= Task instructions =
Please repeat the lines below exactly. Begin with the line containing "Need: mark the innermost point of each instance of the red" and go on through the line containing "Target: white flag pole".

※

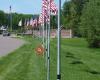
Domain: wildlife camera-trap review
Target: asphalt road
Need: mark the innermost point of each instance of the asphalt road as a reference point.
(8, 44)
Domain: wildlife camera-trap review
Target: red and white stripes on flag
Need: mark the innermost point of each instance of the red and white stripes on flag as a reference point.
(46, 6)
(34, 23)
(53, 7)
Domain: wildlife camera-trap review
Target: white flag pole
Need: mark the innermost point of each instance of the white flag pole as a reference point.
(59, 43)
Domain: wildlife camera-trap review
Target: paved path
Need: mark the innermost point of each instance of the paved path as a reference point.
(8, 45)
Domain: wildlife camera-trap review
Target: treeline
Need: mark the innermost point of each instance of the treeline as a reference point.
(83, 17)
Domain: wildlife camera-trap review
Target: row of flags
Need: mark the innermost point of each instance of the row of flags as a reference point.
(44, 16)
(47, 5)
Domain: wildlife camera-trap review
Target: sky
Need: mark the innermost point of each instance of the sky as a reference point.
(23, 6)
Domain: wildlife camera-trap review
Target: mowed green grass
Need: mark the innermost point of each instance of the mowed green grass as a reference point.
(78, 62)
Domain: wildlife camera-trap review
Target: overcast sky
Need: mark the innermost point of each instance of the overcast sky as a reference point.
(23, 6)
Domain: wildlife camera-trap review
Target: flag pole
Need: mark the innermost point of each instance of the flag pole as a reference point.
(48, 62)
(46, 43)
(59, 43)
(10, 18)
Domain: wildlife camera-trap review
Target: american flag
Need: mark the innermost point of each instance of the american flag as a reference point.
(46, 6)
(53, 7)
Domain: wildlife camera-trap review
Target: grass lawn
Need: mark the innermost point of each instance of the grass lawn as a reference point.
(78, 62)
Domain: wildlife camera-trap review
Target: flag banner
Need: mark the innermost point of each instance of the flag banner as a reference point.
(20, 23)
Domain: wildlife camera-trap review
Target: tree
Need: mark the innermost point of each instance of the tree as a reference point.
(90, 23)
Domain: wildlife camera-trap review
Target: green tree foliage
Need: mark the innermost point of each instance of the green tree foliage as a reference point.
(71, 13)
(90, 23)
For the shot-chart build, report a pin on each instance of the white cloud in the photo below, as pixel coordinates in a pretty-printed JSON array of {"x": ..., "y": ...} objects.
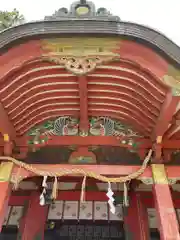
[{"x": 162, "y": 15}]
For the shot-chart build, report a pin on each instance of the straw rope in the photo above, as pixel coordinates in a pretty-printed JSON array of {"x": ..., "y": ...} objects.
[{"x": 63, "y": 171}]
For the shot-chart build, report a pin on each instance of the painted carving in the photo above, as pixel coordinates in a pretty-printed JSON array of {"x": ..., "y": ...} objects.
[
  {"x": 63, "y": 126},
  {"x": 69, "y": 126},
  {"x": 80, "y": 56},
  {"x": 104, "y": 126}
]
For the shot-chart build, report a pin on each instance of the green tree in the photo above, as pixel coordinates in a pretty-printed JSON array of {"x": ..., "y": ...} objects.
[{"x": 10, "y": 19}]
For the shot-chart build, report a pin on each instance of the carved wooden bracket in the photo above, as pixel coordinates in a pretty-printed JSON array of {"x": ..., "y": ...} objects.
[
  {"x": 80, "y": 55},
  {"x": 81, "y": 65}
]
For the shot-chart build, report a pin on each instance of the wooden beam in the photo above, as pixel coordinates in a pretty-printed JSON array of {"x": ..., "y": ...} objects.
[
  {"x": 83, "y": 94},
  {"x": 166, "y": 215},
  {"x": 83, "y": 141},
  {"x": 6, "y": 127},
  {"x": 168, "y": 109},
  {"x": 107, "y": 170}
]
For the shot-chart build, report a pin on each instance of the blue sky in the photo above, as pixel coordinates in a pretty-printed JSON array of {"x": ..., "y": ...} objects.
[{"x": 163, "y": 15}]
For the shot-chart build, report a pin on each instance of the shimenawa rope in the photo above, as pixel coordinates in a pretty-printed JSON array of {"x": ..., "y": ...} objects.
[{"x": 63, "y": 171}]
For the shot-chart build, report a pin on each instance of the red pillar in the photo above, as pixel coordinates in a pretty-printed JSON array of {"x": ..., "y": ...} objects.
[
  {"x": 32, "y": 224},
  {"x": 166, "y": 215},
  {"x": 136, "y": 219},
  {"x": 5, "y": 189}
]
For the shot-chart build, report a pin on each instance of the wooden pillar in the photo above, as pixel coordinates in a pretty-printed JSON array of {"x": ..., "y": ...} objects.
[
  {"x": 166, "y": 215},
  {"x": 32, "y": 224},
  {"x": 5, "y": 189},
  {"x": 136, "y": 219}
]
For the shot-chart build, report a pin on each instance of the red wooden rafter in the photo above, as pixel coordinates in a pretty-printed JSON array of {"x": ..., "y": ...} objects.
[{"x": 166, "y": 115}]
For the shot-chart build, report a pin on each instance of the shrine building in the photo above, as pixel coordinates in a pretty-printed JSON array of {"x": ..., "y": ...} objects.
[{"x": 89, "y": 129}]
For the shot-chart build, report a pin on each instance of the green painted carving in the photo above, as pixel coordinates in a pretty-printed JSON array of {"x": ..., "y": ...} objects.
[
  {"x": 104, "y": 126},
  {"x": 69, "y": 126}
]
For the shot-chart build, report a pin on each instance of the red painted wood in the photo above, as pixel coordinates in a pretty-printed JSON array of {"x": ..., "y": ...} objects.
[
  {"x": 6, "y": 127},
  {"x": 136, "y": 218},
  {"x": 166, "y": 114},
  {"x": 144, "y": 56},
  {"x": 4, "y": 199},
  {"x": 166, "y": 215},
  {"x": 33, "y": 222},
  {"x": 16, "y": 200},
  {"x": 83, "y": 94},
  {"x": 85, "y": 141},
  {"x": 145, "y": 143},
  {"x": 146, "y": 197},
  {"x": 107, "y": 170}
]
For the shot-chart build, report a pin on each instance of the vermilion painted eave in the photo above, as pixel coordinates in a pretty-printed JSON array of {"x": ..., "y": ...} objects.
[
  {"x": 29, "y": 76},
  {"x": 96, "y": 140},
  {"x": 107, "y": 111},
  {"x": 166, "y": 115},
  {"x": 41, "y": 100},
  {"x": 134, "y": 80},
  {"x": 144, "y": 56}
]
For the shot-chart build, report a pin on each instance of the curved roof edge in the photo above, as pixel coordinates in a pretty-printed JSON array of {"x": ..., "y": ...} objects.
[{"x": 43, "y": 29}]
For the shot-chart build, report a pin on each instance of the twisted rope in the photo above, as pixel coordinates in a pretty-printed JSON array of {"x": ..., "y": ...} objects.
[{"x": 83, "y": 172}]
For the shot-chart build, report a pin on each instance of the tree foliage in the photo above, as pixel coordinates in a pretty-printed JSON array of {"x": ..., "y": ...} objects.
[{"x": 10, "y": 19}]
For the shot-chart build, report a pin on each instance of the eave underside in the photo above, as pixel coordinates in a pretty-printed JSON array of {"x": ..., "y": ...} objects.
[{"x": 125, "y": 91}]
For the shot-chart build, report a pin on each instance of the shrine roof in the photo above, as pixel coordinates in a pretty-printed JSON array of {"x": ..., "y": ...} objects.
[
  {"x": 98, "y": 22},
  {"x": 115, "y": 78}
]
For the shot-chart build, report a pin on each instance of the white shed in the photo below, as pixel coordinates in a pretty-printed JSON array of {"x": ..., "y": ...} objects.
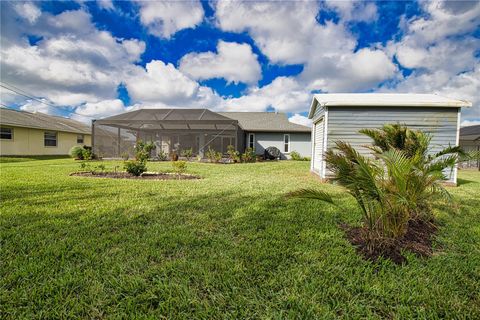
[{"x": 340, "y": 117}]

※

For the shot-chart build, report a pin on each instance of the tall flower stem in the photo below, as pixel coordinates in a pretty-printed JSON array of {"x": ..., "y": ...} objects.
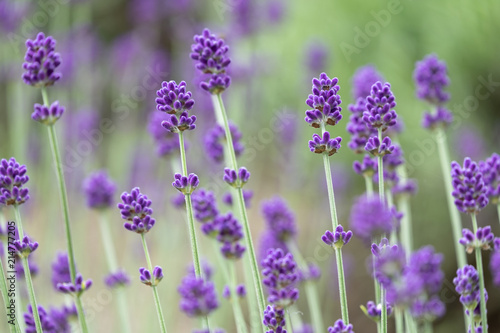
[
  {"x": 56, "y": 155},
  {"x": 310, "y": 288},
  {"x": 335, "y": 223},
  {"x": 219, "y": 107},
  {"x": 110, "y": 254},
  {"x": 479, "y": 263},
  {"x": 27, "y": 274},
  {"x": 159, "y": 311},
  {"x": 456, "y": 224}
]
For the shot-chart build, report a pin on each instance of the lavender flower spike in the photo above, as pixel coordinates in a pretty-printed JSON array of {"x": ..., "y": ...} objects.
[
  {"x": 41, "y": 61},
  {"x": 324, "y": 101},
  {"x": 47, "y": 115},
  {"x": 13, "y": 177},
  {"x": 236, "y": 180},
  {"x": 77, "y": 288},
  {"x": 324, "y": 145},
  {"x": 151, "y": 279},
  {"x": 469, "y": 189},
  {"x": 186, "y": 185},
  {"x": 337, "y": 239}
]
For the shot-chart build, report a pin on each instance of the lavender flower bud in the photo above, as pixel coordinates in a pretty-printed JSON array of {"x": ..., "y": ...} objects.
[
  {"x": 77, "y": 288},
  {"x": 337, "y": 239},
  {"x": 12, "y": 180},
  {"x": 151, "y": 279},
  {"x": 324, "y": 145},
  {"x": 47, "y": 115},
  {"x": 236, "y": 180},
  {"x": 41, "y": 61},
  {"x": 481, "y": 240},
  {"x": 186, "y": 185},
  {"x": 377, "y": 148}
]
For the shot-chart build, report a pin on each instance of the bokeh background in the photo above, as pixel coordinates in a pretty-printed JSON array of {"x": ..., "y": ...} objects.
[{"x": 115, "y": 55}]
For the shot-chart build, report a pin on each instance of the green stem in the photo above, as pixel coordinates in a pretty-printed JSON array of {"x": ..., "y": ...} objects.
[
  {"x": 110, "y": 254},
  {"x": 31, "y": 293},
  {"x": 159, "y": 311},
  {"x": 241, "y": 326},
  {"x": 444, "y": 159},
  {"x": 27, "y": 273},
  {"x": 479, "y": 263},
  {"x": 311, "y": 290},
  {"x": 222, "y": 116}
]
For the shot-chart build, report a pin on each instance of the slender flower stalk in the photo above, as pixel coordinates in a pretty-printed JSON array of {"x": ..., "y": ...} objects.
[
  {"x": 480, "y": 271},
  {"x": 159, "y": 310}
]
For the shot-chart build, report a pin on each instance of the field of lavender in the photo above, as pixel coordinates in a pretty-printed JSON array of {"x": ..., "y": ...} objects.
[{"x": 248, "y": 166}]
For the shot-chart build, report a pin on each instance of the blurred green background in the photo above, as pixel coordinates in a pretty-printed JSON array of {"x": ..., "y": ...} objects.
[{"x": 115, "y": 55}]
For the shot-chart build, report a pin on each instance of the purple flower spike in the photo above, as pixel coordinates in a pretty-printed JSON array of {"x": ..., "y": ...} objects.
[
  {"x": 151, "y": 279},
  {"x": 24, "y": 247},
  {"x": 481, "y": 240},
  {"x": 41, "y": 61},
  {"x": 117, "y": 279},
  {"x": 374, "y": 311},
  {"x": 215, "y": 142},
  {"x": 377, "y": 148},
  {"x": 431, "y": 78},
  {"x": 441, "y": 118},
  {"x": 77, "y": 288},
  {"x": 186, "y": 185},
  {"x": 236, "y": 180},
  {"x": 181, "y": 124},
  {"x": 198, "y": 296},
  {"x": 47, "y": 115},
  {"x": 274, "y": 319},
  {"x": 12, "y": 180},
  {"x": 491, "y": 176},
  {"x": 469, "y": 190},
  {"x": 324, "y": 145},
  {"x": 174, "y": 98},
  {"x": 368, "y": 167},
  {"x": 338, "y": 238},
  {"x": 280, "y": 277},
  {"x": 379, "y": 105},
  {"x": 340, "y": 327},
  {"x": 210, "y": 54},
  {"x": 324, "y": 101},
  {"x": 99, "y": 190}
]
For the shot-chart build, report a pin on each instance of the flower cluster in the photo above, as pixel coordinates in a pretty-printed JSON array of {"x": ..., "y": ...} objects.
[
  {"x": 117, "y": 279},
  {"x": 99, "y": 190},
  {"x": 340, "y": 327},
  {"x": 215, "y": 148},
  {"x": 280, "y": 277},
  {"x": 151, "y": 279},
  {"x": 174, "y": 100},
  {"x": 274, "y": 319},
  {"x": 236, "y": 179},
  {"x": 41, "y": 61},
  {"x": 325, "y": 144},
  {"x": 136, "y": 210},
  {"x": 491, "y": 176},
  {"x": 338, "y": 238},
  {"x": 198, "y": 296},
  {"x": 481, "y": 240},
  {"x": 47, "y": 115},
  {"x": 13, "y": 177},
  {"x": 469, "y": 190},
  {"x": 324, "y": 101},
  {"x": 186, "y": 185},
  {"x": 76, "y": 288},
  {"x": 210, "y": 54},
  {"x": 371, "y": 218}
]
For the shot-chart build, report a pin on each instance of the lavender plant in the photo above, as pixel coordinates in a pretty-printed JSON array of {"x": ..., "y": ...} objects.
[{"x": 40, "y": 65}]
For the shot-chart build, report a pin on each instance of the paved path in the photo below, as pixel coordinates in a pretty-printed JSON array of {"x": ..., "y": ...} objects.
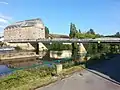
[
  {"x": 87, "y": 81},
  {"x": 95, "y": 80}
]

※

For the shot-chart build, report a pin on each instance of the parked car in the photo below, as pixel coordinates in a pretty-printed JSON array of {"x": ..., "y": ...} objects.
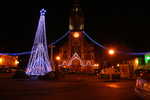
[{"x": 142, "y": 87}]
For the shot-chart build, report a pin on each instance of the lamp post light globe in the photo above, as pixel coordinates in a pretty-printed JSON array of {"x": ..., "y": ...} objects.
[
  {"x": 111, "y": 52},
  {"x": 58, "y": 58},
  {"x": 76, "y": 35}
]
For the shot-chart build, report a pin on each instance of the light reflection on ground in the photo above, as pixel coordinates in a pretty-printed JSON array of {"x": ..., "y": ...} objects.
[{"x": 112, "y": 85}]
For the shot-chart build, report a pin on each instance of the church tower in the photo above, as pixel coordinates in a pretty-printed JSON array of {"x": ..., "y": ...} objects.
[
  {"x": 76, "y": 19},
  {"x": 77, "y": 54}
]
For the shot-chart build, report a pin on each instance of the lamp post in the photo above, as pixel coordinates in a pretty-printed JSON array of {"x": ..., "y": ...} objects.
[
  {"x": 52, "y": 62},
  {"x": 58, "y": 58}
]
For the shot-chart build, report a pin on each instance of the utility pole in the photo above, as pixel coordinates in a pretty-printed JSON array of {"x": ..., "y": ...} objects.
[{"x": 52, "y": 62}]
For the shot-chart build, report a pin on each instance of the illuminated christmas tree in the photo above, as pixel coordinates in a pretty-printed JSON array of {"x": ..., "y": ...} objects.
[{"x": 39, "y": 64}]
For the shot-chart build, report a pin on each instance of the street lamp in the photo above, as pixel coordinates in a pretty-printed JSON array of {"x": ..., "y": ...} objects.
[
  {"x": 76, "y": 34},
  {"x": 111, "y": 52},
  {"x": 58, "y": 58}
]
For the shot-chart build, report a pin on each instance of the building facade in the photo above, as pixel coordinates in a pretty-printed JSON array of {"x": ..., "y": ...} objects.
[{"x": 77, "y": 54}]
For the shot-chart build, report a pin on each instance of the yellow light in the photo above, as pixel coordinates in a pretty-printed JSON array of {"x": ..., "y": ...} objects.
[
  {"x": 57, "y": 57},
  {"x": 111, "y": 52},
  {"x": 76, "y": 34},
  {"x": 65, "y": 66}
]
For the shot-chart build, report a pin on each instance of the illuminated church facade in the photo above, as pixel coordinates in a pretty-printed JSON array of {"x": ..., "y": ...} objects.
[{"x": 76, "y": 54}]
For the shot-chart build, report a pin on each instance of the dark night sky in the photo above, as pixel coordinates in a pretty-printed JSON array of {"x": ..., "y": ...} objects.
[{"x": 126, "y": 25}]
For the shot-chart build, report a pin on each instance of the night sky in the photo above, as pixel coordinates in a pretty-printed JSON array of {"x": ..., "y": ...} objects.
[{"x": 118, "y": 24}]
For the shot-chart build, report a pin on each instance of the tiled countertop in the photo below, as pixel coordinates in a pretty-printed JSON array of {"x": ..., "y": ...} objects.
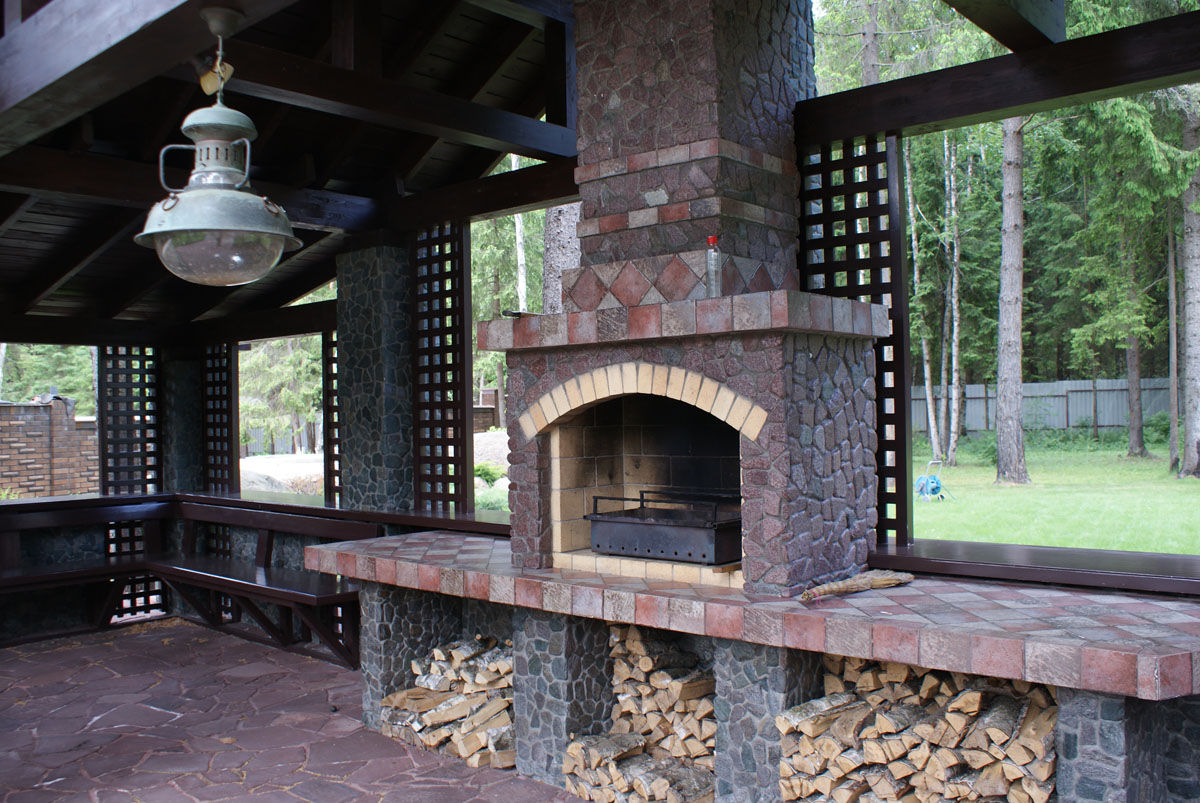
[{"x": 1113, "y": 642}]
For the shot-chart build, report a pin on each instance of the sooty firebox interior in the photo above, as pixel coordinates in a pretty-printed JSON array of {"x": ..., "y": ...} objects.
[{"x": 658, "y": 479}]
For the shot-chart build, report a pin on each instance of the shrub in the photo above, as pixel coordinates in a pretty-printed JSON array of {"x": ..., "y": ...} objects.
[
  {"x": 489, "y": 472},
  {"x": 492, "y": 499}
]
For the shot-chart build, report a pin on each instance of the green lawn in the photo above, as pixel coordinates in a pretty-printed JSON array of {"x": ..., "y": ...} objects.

※

= Task output =
Need: mark the innermost point of each instance of the red and white stripes on flag as a reference point.
(46, 6)
(34, 23)
(53, 7)
Domain: wildlife camera-trap review
Target: white flag pole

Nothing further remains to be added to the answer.